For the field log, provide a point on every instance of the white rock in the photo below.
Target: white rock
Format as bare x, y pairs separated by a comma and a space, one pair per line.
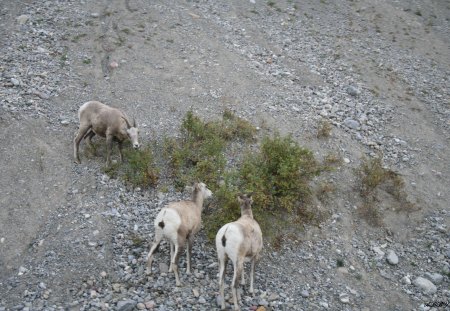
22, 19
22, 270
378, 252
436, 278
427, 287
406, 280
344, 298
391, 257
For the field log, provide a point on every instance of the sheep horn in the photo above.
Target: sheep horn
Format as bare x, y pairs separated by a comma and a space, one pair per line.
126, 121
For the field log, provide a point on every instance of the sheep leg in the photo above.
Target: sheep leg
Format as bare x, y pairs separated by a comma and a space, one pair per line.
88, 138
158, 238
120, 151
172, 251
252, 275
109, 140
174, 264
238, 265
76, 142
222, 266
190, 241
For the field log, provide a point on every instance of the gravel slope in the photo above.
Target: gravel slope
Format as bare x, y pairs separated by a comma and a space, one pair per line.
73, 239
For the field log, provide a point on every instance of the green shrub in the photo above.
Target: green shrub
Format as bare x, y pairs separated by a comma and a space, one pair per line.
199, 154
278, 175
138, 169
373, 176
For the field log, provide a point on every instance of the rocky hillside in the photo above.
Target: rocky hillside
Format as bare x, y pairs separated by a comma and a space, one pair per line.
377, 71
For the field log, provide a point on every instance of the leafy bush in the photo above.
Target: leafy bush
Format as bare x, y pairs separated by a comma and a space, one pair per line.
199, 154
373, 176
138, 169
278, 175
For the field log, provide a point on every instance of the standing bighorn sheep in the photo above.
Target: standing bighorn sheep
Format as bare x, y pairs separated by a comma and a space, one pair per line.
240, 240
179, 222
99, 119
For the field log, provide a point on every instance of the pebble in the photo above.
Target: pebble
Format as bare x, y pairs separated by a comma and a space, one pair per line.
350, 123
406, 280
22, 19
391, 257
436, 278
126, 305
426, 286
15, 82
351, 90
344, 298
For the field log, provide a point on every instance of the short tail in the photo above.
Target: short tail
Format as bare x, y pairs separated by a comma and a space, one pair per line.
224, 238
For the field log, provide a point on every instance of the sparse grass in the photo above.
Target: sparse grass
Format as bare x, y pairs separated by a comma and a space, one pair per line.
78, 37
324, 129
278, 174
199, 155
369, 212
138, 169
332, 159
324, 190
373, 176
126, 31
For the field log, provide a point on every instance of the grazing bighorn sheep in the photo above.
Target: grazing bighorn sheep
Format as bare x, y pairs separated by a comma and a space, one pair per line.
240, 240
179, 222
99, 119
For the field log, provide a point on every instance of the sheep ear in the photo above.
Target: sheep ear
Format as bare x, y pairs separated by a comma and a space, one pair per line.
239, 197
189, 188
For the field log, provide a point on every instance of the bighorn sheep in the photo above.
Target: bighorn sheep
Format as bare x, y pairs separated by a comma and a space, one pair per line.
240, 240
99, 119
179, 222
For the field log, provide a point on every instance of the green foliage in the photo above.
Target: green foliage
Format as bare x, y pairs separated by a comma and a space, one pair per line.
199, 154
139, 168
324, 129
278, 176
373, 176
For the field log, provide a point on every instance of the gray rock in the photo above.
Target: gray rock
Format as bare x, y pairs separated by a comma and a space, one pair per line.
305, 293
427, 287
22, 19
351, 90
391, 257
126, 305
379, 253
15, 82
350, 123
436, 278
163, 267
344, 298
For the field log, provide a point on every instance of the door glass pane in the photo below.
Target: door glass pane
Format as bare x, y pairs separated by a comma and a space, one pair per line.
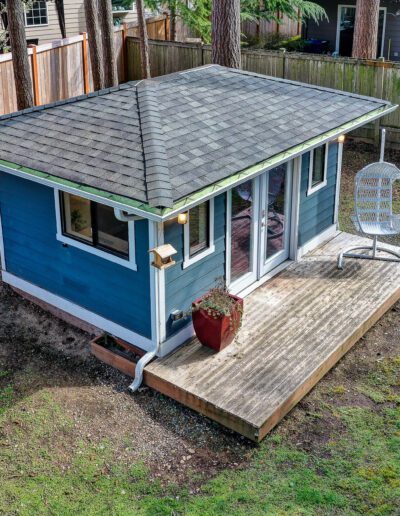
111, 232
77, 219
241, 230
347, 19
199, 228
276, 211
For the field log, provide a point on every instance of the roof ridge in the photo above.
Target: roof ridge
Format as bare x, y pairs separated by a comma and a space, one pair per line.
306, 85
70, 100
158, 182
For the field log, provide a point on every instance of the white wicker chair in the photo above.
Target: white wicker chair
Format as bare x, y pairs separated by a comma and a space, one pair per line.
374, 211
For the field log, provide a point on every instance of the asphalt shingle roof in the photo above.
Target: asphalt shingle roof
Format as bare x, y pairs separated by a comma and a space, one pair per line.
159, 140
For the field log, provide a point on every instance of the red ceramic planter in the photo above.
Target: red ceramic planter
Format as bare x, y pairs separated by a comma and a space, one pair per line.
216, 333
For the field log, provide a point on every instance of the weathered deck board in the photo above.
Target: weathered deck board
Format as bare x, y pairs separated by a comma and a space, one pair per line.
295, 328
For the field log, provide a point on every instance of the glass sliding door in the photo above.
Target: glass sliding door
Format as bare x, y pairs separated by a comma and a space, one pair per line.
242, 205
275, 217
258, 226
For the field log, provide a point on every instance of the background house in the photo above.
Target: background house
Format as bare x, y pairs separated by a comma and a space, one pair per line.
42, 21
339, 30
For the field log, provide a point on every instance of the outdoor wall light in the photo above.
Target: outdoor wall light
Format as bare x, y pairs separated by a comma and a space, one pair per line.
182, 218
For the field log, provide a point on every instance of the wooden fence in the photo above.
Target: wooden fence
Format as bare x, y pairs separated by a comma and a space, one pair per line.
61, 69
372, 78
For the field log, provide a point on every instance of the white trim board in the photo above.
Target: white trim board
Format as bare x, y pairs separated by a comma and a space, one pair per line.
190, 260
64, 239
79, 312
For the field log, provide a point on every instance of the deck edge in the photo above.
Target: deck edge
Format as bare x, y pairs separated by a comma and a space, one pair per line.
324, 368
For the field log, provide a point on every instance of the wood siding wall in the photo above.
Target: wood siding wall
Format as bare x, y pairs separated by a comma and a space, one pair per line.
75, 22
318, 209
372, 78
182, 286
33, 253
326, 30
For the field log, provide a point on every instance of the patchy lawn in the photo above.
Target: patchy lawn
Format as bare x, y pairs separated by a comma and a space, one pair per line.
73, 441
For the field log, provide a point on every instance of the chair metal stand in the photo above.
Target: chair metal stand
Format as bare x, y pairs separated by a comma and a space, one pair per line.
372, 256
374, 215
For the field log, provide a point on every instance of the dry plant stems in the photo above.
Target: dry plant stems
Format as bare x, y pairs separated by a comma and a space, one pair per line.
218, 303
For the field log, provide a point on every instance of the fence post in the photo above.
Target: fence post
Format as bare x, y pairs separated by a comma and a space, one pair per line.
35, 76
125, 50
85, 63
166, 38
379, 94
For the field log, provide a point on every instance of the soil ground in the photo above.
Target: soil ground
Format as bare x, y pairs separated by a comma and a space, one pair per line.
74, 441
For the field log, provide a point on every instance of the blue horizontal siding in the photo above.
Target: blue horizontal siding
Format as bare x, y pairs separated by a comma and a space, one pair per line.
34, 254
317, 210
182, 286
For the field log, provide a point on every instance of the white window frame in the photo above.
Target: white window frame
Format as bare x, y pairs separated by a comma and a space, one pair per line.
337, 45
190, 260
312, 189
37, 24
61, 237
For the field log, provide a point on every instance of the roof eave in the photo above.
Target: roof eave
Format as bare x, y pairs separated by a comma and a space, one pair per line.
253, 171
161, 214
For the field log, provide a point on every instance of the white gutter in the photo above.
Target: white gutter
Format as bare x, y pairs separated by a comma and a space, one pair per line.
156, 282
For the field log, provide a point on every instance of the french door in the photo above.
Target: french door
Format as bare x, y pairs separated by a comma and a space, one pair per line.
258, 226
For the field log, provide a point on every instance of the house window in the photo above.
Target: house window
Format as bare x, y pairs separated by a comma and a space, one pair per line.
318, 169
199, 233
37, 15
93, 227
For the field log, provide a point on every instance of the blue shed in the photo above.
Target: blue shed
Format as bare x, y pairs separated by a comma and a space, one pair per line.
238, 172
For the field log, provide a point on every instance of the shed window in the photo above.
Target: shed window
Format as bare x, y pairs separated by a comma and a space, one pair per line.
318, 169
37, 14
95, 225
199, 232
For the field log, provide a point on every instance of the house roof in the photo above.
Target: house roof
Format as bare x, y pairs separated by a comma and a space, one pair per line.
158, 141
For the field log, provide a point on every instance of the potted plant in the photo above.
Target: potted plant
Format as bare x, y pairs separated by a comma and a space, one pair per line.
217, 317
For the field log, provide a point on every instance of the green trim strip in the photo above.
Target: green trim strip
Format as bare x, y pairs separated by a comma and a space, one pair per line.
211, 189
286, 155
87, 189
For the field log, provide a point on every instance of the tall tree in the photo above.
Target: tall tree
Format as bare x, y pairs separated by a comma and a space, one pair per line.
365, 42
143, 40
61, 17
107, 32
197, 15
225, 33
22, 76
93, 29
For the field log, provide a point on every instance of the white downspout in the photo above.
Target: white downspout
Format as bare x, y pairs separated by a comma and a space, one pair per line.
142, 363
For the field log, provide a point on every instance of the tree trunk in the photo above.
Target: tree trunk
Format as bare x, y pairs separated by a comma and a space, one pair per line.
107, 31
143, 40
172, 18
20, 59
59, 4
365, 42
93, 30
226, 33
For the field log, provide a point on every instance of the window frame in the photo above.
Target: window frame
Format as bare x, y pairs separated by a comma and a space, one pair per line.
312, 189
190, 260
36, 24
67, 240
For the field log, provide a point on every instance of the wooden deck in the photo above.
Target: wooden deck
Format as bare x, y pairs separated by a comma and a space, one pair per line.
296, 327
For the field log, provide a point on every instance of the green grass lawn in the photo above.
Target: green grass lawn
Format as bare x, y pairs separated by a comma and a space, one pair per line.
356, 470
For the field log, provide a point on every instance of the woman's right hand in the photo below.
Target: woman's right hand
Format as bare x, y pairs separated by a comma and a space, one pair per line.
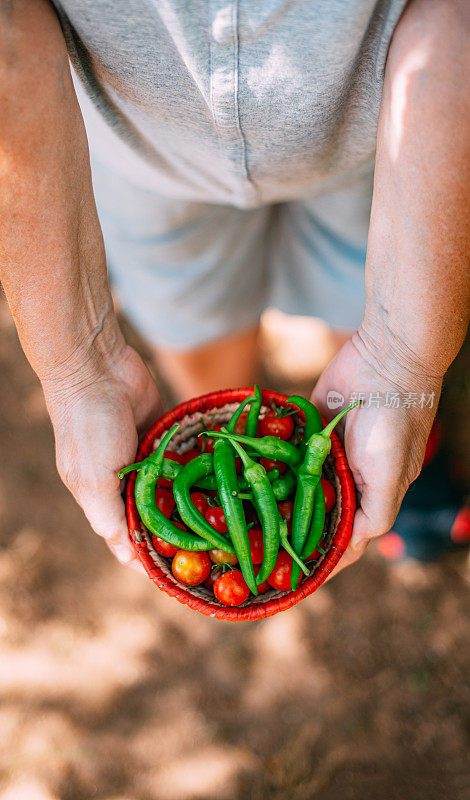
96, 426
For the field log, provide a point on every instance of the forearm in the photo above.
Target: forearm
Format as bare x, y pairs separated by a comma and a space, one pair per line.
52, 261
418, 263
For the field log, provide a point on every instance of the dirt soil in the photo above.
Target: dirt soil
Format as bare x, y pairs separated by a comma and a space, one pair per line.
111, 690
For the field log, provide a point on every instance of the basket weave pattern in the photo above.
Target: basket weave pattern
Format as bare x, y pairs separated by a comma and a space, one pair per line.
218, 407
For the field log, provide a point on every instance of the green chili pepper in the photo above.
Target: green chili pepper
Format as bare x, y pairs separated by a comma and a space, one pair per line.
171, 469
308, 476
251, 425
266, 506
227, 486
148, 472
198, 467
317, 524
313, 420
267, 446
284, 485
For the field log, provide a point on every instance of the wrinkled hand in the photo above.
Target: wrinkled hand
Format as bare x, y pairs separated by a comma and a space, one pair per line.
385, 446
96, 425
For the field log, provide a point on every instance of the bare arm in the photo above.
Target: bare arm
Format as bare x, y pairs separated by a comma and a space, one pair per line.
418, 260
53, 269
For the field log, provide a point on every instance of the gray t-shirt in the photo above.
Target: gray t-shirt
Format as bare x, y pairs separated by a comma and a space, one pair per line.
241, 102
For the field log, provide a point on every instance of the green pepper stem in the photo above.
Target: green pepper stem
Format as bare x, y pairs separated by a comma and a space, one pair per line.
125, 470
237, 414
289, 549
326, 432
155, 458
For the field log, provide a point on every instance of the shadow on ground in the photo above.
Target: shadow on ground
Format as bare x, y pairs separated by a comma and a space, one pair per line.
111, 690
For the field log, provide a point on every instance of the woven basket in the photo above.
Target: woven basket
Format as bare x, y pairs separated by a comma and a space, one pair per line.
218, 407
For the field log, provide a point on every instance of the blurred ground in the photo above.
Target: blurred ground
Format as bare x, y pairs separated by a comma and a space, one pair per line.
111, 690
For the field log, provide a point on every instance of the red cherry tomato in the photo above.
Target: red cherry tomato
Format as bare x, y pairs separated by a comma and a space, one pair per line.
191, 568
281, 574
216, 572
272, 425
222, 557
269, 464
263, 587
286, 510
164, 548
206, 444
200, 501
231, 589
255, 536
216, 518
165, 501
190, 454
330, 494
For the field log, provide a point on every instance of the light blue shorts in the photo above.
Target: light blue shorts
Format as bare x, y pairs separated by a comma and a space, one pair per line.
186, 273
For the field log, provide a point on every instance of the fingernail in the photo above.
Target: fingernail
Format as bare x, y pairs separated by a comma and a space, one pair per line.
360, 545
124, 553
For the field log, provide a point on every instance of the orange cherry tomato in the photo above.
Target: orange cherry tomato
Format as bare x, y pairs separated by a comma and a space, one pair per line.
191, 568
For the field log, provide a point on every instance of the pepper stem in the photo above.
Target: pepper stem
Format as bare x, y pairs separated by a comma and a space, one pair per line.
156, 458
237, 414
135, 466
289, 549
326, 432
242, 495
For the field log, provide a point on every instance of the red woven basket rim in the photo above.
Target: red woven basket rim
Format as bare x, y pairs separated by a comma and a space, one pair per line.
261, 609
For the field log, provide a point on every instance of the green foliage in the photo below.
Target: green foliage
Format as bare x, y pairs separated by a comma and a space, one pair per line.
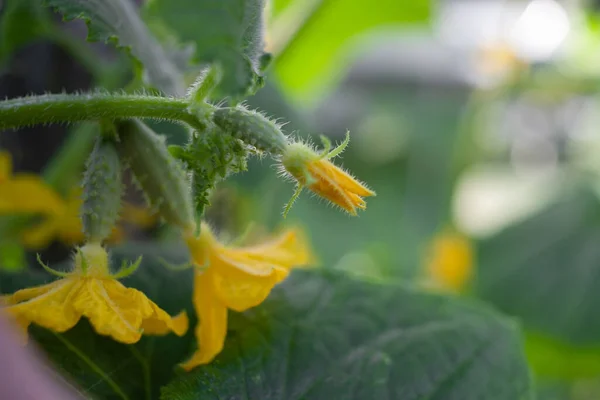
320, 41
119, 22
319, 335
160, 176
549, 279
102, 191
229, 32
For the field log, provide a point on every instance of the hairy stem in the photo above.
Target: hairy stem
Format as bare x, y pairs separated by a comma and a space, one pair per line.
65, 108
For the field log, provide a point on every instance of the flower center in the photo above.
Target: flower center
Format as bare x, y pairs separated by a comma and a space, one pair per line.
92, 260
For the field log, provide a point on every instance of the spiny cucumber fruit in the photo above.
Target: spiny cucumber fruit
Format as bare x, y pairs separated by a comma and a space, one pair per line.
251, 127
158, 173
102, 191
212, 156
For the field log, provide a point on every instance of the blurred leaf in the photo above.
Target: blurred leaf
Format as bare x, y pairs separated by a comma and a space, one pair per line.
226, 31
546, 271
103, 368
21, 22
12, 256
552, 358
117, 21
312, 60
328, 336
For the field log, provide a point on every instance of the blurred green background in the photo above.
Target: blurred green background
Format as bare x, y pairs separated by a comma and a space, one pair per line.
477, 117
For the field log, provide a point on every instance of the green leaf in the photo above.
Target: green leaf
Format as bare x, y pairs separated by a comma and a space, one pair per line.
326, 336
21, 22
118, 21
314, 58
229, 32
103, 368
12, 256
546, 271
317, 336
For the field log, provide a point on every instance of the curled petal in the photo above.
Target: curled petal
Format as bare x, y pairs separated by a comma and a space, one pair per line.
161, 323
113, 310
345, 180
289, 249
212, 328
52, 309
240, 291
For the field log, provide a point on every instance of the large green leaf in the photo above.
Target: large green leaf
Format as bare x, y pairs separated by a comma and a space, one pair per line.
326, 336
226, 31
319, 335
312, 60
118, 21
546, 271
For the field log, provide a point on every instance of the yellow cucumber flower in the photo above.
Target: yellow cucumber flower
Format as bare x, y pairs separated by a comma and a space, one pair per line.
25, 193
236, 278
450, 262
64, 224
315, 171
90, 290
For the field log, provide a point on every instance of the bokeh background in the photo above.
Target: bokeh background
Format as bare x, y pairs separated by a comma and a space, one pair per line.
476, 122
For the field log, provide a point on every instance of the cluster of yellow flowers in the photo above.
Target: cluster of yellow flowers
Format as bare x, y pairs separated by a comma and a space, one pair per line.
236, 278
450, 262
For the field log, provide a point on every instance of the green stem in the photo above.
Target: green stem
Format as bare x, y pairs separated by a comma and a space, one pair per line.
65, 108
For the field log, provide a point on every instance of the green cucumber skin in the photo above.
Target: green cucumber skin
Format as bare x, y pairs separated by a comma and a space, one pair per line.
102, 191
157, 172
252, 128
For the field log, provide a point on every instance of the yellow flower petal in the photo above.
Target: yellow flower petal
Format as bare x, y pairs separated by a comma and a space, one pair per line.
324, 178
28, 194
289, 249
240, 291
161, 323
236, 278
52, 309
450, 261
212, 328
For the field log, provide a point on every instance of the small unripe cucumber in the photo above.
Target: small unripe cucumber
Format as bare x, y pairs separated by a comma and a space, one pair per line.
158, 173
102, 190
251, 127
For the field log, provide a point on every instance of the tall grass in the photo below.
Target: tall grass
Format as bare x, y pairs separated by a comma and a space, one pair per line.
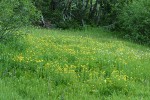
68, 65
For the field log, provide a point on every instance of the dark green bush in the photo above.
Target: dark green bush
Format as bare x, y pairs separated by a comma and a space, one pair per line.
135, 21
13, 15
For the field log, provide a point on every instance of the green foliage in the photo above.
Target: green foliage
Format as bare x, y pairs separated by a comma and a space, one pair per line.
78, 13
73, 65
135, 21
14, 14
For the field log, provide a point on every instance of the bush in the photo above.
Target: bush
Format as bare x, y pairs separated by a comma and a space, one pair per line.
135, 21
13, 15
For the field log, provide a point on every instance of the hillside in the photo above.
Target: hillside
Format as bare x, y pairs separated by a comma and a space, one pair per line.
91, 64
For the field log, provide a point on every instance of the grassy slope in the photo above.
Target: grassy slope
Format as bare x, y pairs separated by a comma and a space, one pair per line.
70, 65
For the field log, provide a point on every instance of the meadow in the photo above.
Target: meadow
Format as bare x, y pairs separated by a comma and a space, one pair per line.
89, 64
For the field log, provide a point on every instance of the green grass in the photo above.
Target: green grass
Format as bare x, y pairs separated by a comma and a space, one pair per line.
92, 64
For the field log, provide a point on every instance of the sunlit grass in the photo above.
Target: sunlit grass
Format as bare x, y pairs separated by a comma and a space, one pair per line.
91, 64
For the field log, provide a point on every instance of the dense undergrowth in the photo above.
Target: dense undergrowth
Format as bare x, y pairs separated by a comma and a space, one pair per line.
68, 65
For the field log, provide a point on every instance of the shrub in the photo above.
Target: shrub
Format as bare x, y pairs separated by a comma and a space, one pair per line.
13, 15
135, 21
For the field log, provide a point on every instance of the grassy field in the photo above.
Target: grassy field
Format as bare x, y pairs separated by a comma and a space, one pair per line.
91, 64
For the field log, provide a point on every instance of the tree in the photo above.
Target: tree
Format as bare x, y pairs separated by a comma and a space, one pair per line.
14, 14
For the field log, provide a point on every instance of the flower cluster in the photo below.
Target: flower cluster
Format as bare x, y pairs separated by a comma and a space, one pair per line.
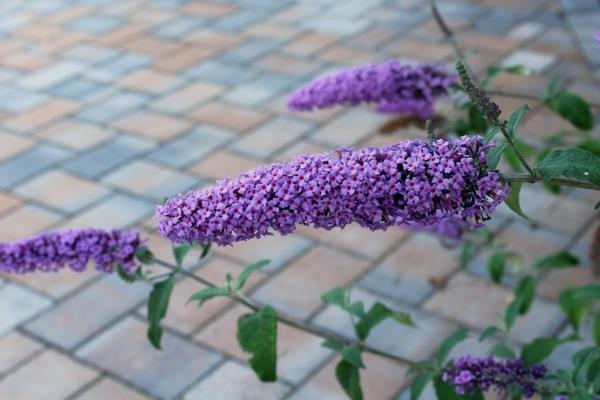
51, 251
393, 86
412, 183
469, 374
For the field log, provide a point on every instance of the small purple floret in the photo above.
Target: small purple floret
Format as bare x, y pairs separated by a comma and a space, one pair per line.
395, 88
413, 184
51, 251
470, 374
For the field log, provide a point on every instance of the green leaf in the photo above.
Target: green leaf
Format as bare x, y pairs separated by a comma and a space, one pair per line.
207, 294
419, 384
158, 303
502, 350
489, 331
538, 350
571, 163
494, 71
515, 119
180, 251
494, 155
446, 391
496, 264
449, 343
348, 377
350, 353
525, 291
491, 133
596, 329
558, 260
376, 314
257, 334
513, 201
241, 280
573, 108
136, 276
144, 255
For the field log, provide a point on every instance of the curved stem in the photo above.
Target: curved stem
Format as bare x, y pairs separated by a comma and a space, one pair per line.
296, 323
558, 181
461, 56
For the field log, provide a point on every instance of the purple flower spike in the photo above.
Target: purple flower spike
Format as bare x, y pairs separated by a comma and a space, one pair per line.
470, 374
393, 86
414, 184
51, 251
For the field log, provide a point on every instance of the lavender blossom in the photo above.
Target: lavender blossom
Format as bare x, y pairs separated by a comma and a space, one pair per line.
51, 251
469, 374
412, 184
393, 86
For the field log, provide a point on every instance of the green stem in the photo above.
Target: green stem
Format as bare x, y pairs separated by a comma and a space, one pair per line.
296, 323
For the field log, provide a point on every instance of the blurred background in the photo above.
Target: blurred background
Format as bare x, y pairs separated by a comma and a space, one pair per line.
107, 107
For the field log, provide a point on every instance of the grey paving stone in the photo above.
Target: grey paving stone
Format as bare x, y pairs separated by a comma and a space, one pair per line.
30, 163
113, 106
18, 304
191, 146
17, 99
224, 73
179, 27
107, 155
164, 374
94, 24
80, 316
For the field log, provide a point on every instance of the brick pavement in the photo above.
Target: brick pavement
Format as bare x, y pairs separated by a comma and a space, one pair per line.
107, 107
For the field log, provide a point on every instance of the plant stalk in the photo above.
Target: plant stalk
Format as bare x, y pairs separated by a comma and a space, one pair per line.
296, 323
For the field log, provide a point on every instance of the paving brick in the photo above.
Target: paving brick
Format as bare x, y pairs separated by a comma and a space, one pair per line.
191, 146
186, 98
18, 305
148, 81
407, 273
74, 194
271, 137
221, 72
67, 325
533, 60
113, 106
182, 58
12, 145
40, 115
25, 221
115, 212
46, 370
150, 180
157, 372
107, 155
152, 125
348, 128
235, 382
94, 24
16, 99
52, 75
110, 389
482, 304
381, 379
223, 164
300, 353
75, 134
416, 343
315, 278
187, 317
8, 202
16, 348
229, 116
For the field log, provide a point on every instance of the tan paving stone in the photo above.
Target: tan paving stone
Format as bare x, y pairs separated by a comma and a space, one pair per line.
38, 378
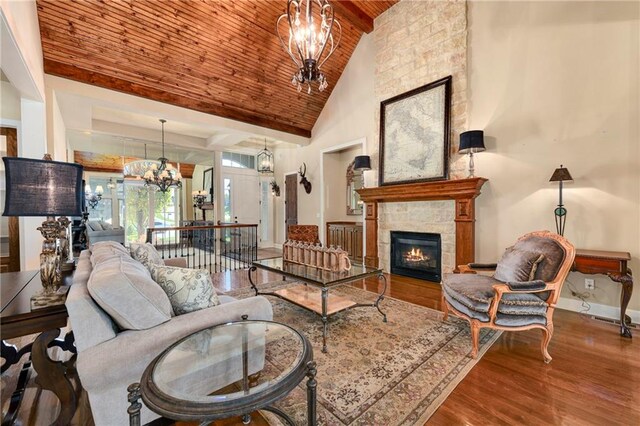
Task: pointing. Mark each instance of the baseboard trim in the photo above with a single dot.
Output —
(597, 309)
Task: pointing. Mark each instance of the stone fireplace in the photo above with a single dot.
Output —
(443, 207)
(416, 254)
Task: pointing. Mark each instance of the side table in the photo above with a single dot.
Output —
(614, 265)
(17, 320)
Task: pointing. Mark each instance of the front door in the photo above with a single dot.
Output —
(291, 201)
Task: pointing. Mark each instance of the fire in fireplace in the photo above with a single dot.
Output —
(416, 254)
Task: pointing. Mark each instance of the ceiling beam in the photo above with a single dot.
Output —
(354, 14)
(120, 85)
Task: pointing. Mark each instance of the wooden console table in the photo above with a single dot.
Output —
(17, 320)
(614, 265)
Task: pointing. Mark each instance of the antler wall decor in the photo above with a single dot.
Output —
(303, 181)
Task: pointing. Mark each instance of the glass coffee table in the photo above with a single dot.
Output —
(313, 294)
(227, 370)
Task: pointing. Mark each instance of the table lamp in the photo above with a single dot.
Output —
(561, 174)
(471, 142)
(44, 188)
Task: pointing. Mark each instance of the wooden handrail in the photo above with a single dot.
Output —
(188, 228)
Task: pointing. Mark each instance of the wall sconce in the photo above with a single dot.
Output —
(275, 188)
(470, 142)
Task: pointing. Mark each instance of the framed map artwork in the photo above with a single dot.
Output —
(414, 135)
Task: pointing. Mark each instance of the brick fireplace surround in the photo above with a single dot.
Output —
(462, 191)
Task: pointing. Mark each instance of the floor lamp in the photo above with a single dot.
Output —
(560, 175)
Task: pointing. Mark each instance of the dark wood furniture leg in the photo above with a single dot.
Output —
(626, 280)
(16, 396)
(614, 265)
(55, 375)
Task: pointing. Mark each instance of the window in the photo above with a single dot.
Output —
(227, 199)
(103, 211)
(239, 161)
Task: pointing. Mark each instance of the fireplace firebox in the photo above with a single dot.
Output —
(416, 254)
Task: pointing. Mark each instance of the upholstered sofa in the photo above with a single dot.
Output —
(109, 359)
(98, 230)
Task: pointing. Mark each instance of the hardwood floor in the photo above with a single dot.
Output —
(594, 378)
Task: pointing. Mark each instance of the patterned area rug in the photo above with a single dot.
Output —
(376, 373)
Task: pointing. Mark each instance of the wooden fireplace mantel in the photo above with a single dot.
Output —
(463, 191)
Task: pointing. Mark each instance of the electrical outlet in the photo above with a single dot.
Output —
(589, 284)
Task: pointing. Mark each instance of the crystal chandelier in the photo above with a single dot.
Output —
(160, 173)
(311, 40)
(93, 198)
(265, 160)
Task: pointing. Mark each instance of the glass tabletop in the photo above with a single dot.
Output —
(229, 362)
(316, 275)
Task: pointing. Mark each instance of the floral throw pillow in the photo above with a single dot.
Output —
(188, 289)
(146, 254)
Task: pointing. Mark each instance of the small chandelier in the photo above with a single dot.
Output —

§ PROBLEM STATEMENT: Rewrite the lines of data as a numbered list, starting at the line that contains "Task: pointing. Mark each instance of the electrical" and ending at the last line of the data, and leave out any blank lines.

§ THE ANSWER:
1. Task: pointing. Mark each instance of the electrical outlet in the photo above with a single dot.
2. Output —
3. (589, 284)
4. Task: pointing. Mark each instance of the crystal chandelier in the photo above with a single dot.
5. Output —
6. (160, 173)
7. (311, 40)
8. (93, 198)
9. (265, 160)
10. Task: pointing. Mark each instance of the glass tabletop in the photo above with a single dot.
11. Output —
12. (229, 362)
13. (316, 275)
14. Task: pointing. Mark each instance of the floral throw pillow in the photo above with a single dot.
15. Output —
16. (188, 289)
17. (146, 254)
18. Task: pointing. Mark each instance of the small chandelier in the photo above with a single dot.
19. Output —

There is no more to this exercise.